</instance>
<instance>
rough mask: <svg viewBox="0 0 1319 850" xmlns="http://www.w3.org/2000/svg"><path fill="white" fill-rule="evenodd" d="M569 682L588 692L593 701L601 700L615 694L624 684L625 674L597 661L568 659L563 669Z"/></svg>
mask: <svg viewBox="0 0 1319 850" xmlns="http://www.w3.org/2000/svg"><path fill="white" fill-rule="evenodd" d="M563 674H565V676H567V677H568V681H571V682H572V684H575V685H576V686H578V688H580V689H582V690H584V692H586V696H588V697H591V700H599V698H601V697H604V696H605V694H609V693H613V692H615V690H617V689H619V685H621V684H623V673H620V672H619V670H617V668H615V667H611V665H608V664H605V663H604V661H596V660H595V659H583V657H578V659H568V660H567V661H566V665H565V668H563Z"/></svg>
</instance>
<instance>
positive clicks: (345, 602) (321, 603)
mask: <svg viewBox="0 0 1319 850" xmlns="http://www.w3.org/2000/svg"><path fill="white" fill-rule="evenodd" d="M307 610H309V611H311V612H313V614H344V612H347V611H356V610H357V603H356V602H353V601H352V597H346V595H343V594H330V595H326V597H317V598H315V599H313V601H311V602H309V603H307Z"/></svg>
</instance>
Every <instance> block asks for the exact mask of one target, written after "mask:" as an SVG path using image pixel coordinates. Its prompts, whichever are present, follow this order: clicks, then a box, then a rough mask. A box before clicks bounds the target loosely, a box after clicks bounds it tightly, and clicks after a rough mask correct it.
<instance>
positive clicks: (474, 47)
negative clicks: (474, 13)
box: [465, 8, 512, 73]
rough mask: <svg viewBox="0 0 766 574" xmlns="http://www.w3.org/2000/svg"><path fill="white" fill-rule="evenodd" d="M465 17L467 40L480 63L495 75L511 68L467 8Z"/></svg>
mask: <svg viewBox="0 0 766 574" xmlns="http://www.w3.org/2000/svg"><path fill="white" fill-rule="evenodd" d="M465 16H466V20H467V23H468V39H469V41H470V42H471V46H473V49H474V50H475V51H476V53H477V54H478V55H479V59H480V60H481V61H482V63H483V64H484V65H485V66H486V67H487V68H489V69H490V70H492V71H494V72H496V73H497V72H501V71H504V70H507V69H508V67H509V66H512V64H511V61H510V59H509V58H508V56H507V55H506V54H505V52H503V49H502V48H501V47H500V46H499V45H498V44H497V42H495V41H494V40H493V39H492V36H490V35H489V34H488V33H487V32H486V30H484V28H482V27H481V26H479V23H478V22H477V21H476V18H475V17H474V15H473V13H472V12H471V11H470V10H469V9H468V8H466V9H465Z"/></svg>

◆ Task item
Copy out all of the records above, line for line, changing nothing.

◆ Answer below
</instance>
<instance>
rough mask: <svg viewBox="0 0 1319 850" xmlns="http://www.w3.org/2000/svg"><path fill="white" fill-rule="evenodd" d="M569 682L588 692L593 701L601 700L615 694L624 684L625 674L597 661L568 659L563 669Z"/></svg>
mask: <svg viewBox="0 0 1319 850" xmlns="http://www.w3.org/2000/svg"><path fill="white" fill-rule="evenodd" d="M563 674H565V676H567V677H568V681H571V682H572V684H575V685H576V686H578V688H580V689H582V690H584V692H586V696H588V697H591V700H599V698H601V697H604V696H605V694H609V693H613V692H615V690H617V689H619V685H621V684H623V673H620V672H619V670H617V668H615V667H611V665H608V664H605V663H604V661H596V660H595V659H583V657H578V659H568V660H567V661H566V665H565V668H563Z"/></svg>
</instance>
<instance>
positive clicks: (345, 602) (321, 603)
mask: <svg viewBox="0 0 1319 850" xmlns="http://www.w3.org/2000/svg"><path fill="white" fill-rule="evenodd" d="M307 610H309V611H311V612H313V614H344V612H347V611H356V610H357V603H356V602H353V601H352V597H346V595H343V594H330V595H326V597H317V598H315V599H313V601H311V602H309V603H307Z"/></svg>
</instance>
Every <instance> block asks for the exact mask of one target, written after "mask:" as an SVG path using image pixel coordinates. Its prompts, whichever are present, follow this order: clicks, then a box, then a rough mask. A box before clicks bounds the target loosely, a box after clicks bounds it tightly, and clicks after a rough mask correct it.
<instance>
positive clicks: (474, 47)
negative clicks: (474, 13)
box: [465, 8, 512, 73]
rough mask: <svg viewBox="0 0 766 574" xmlns="http://www.w3.org/2000/svg"><path fill="white" fill-rule="evenodd" d="M465 17L467 40L480 63L495 75L511 68L467 8Z"/></svg>
mask: <svg viewBox="0 0 766 574" xmlns="http://www.w3.org/2000/svg"><path fill="white" fill-rule="evenodd" d="M465 16H466V20H467V23H468V39H469V41H470V42H471V46H473V49H474V50H475V51H476V53H477V54H478V55H479V59H480V60H481V61H482V63H483V64H484V65H485V66H486V67H487V68H489V69H490V70H492V71H494V72H496V73H497V72H501V71H504V70H507V69H508V67H509V66H512V64H511V61H510V59H509V58H508V56H507V55H506V54H505V52H503V49H502V48H501V47H500V46H499V45H498V44H497V42H495V41H494V40H493V39H492V36H490V35H489V34H488V33H487V32H486V30H484V28H482V27H481V26H479V23H478V22H477V21H476V18H475V17H474V15H473V13H472V12H471V11H470V10H469V9H468V8H466V9H465Z"/></svg>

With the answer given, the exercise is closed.